**EXERCISE TASK:**
Copy the rows below verbatim, starting at the line that contains "Place one marker on every instance of the tree" and ending with the line that contains "pixel 302 98", both lines included.

**DATA SUPPLIED:**
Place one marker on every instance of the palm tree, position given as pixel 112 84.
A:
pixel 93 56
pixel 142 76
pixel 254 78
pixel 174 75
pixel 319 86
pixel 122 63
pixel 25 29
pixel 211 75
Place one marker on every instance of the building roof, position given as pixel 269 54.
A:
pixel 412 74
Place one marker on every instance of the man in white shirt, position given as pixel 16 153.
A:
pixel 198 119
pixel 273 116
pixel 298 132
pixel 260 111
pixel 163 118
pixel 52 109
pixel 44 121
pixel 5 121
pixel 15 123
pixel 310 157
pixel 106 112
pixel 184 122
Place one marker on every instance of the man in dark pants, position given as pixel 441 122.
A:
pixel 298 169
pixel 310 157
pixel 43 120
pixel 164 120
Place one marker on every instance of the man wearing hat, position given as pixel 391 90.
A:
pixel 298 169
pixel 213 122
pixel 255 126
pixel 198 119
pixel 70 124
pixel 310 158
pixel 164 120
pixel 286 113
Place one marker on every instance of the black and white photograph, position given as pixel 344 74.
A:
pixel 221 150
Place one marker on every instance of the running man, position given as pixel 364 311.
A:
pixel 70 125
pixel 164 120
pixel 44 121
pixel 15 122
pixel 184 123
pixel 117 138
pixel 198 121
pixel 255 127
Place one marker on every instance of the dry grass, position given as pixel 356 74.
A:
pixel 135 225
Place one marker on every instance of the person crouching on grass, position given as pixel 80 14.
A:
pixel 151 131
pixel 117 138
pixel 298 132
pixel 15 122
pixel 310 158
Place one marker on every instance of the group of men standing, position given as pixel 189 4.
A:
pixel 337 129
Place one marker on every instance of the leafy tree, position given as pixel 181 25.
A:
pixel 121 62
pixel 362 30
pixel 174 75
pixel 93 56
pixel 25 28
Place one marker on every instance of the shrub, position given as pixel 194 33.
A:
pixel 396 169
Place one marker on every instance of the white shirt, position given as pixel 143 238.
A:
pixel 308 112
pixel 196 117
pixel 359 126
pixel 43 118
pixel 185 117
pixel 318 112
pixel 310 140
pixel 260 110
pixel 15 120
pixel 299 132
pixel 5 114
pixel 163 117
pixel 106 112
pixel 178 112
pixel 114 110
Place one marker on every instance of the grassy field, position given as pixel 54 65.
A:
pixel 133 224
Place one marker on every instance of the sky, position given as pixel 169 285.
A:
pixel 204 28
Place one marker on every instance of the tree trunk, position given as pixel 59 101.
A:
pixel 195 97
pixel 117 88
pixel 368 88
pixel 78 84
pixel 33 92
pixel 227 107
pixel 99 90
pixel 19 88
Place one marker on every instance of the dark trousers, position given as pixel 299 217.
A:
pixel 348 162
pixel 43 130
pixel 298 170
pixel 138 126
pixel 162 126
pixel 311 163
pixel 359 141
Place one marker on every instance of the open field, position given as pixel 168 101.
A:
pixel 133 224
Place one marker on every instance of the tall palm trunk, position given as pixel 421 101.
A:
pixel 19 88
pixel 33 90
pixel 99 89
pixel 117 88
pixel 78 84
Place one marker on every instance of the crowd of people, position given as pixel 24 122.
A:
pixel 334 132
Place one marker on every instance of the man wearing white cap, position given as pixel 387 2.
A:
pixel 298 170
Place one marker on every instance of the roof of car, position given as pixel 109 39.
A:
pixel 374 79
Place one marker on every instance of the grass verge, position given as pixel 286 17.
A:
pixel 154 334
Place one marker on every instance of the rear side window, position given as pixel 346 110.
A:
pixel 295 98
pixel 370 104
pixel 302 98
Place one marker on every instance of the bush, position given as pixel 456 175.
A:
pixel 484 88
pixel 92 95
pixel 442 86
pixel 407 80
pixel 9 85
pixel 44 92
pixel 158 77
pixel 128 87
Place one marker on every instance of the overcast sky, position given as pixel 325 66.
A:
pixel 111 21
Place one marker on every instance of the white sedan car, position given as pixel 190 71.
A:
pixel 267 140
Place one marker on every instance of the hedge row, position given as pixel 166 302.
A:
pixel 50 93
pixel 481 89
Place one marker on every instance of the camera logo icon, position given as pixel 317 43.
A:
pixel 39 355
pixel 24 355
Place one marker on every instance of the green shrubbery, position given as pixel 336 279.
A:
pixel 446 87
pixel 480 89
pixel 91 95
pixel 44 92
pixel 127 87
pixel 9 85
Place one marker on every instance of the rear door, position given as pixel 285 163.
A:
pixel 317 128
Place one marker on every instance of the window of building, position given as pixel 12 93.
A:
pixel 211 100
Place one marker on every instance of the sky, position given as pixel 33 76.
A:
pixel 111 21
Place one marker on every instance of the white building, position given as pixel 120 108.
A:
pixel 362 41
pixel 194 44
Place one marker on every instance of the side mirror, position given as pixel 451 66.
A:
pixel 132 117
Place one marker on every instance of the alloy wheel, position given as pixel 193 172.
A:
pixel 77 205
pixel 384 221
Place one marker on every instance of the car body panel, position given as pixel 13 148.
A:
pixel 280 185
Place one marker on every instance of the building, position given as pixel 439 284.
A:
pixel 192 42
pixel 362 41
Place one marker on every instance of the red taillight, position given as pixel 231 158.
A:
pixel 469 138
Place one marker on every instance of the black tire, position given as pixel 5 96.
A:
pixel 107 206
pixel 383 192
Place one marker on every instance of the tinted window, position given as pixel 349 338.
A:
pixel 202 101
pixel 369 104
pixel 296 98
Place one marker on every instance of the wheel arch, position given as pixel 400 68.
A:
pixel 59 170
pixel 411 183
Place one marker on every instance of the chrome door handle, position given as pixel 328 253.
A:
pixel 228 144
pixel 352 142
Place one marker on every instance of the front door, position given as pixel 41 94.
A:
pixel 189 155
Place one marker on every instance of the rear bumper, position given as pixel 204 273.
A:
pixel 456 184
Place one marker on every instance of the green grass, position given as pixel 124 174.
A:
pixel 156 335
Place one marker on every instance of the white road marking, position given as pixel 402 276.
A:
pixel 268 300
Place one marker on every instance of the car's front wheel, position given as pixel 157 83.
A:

**WRITTEN RESPONSE:**
Place one marker on every instance of the tree trunk, position given as pixel 59 101.
A:
pixel 195 97
pixel 117 88
pixel 368 88
pixel 78 84
pixel 33 92
pixel 227 107
pixel 99 90
pixel 19 88
Place one marker on every instance of the dark trousers, position given as pixel 299 217.
A:
pixel 348 162
pixel 43 130
pixel 298 170
pixel 138 126
pixel 162 126
pixel 311 163
pixel 359 141
Place one marker on every instance of the open field, position given as pixel 168 101.
A:
pixel 133 224
Place one marker on every instance of the tall palm trunk, position given as pixel 421 101.
A:
pixel 19 88
pixel 33 90
pixel 99 89
pixel 117 88
pixel 78 84
Place one marker on every instance of the crowd of people, position given as pixel 24 122.
A:
pixel 334 132
Place one marker on every instance of the man wearing white cap, position given as pixel 387 2.
A:
pixel 298 170
Place one marker on every instance of the roof of car, position given as pixel 109 39.
A:
pixel 374 79
Place one marker on every instance of the grass verge, position given as pixel 286 17.
A:
pixel 154 334
Place one marker on every instance of the rear side window, position given as pixel 346 110.
A:
pixel 295 98
pixel 370 104
pixel 302 98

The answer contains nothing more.